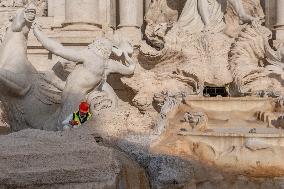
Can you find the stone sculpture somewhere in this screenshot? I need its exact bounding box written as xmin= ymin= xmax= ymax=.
xmin=0 ymin=4 xmax=60 ymax=131
xmin=34 ymin=24 xmax=135 ymax=129
xmin=0 ymin=4 xmax=135 ymax=131
xmin=230 ymin=22 xmax=284 ymax=97
xmin=0 ymin=0 xmax=47 ymax=16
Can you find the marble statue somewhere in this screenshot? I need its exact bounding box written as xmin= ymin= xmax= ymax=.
xmin=0 ymin=4 xmax=135 ymax=131
xmin=33 ymin=24 xmax=136 ymax=129
xmin=0 ymin=4 xmax=60 ymax=131
xmin=230 ymin=22 xmax=284 ymax=97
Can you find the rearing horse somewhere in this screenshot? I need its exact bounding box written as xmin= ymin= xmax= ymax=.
xmin=0 ymin=4 xmax=61 ymax=131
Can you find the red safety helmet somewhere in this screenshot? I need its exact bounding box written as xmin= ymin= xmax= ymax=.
xmin=79 ymin=102 xmax=90 ymax=113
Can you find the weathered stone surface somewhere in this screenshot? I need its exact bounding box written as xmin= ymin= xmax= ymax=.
xmin=0 ymin=130 xmax=147 ymax=189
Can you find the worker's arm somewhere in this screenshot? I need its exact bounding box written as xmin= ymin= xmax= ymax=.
xmin=33 ymin=24 xmax=84 ymax=62
xmin=62 ymin=114 xmax=73 ymax=125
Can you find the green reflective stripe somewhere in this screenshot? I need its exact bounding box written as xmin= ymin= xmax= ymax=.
xmin=73 ymin=111 xmax=92 ymax=125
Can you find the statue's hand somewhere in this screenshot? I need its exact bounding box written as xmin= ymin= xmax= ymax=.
xmin=31 ymin=22 xmax=42 ymax=31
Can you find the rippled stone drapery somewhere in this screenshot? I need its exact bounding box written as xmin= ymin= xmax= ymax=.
xmin=275 ymin=0 xmax=284 ymax=41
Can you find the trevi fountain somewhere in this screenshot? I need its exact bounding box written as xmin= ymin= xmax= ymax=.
xmin=0 ymin=0 xmax=284 ymax=189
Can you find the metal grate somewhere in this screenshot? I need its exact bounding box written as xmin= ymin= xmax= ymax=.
xmin=203 ymin=87 xmax=228 ymax=97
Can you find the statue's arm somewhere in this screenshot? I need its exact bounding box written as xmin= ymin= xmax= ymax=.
xmin=105 ymin=54 xmax=136 ymax=76
xmin=197 ymin=0 xmax=210 ymax=26
xmin=33 ymin=27 xmax=84 ymax=62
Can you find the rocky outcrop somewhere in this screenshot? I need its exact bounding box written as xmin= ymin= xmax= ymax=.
xmin=0 ymin=130 xmax=148 ymax=189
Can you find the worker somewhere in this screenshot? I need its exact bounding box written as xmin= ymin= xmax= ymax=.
xmin=62 ymin=102 xmax=92 ymax=130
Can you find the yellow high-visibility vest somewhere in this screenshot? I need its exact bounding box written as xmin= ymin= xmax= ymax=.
xmin=73 ymin=111 xmax=92 ymax=125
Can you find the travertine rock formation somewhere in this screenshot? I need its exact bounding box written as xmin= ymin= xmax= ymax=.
xmin=0 ymin=0 xmax=284 ymax=189
xmin=0 ymin=130 xmax=149 ymax=189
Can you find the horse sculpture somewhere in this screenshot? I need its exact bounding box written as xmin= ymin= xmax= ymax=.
xmin=0 ymin=4 xmax=135 ymax=131
xmin=0 ymin=4 xmax=60 ymax=131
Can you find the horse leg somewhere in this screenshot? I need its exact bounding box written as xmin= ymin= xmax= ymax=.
xmin=0 ymin=70 xmax=31 ymax=96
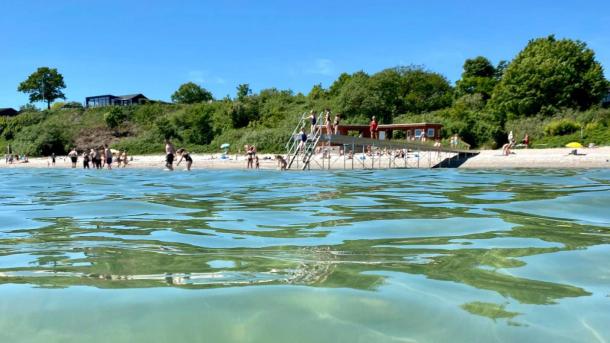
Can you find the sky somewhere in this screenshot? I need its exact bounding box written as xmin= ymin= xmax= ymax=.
xmin=0 ymin=0 xmax=610 ymax=108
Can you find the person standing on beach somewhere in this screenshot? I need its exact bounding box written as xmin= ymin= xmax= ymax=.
xmin=104 ymin=144 xmax=112 ymax=170
xmin=165 ymin=138 xmax=176 ymax=170
xmin=176 ymin=148 xmax=193 ymax=171
xmin=369 ymin=116 xmax=379 ymax=139
xmin=333 ymin=114 xmax=341 ymax=135
xmin=68 ymin=148 xmax=78 ymax=168
xmin=309 ymin=110 xmax=318 ymax=135
xmin=83 ymin=149 xmax=91 ymax=169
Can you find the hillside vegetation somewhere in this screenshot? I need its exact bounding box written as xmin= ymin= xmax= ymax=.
xmin=0 ymin=36 xmax=610 ymax=156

■ ■ ■ ■

*What the task requires*
Copy all of the items above word for word, but leave the pictures out.

*Exercise result*
Can you find the stone sculpture somewhere in this screenshot? I need its exact bounding box written as xmin= ymin= xmax= ymax=.
xmin=0 ymin=4 xmax=60 ymax=131
xmin=34 ymin=24 xmax=135 ymax=129
xmin=0 ymin=4 xmax=135 ymax=131
xmin=230 ymin=22 xmax=284 ymax=97
xmin=0 ymin=0 xmax=47 ymax=16
Can you find the marble statue somewhere in this screenshot? I need its exact bounding box written as xmin= ymin= xmax= ymax=.
xmin=0 ymin=4 xmax=135 ymax=131
xmin=33 ymin=24 xmax=136 ymax=129
xmin=0 ymin=4 xmax=60 ymax=131
xmin=230 ymin=22 xmax=284 ymax=97
Can you find the rearing horse somewhere in this screenshot? I need its exact bounding box written as xmin= ymin= xmax= ymax=.
xmin=0 ymin=4 xmax=61 ymax=131
Can you find the red safety helmet somewhere in this screenshot? I need its exact bounding box written as xmin= ymin= xmax= ymax=.
xmin=79 ymin=102 xmax=90 ymax=113
Can you find the weathered stone surface somewhere in this screenshot? I need its exact bounding box written as xmin= ymin= xmax= ymax=.
xmin=0 ymin=130 xmax=147 ymax=189
Can you find the worker's arm somewhere in this screenshot? I need its exact bounding box written as xmin= ymin= xmax= ymax=.
xmin=33 ymin=24 xmax=84 ymax=62
xmin=62 ymin=114 xmax=73 ymax=125
Can you find the green reflective stripe somewhere in this screenshot? I need its exact bounding box written as xmin= ymin= xmax= ymax=.
xmin=73 ymin=111 xmax=92 ymax=125
Can you find the statue's hand somewhere in this screenshot? I need its exact bounding box written as xmin= ymin= xmax= ymax=.
xmin=31 ymin=22 xmax=42 ymax=31
Can you find the rippled stone drapery somewhere in this screenshot? I need its exact bounding box written as xmin= ymin= xmax= ymax=.
xmin=275 ymin=0 xmax=284 ymax=41
Can you find the trevi fountain somewhere in this screenshot? I need its exact bounding box written as xmin= ymin= xmax= ymax=.
xmin=0 ymin=0 xmax=284 ymax=189
Can you find the metal grate somewhere in this screenshot? I need its exact bounding box written as xmin= ymin= xmax= ymax=.
xmin=203 ymin=87 xmax=228 ymax=97
Can you find the statue's arm somewhere in this screenshot? I need its exact bounding box written as xmin= ymin= xmax= ymax=.
xmin=105 ymin=54 xmax=136 ymax=76
xmin=197 ymin=0 xmax=210 ymax=26
xmin=33 ymin=27 xmax=84 ymax=62
Can you find the rocky outcrop somewhere in this screenshot? I need its exact bounding box written as xmin= ymin= xmax= ymax=.
xmin=0 ymin=130 xmax=148 ymax=189
Can you find the worker somewhere in this screenshot? I need its exact bounding box written as xmin= ymin= xmax= ymax=.
xmin=62 ymin=102 xmax=92 ymax=130
Can you find the yellow high-visibility vest somewhere in this screenshot? I need its exact bounding box written as xmin= ymin= xmax= ymax=.
xmin=73 ymin=111 xmax=92 ymax=125
Can you find the travertine rock formation somewhere in this screenshot? I need its exact bounding box written as xmin= ymin= xmax= ymax=.
xmin=0 ymin=0 xmax=284 ymax=189
xmin=0 ymin=130 xmax=149 ymax=189
Can you find the horse sculpture somewhere in this screenshot? I need its exact bounding box written as xmin= ymin= xmax= ymax=.
xmin=0 ymin=4 xmax=135 ymax=131
xmin=0 ymin=4 xmax=60 ymax=131
Can you find the horse leg somewhere in this screenshot? I need its exact bounding box written as xmin= ymin= xmax= ymax=.
xmin=0 ymin=70 xmax=31 ymax=96
Can you find the sky somewhere in this screenshot? I need its exact bounding box written as xmin= ymin= xmax= ymax=.
xmin=0 ymin=0 xmax=610 ymax=108
Can you find the person standing on beach somewhere in this screenshot? I need its exact bounding box written as xmin= ymin= xmax= ymax=.
xmin=104 ymin=144 xmax=112 ymax=170
xmin=165 ymin=138 xmax=176 ymax=170
xmin=176 ymin=148 xmax=193 ymax=171
xmin=369 ymin=116 xmax=379 ymax=139
xmin=333 ymin=114 xmax=341 ymax=135
xmin=68 ymin=148 xmax=78 ymax=168
xmin=309 ymin=110 xmax=318 ymax=135
xmin=83 ymin=149 xmax=91 ymax=169
Can you find the hillside vegetation somewhere in this screenshot? I need its exact bounding box written as xmin= ymin= xmax= ymax=.
xmin=0 ymin=36 xmax=610 ymax=156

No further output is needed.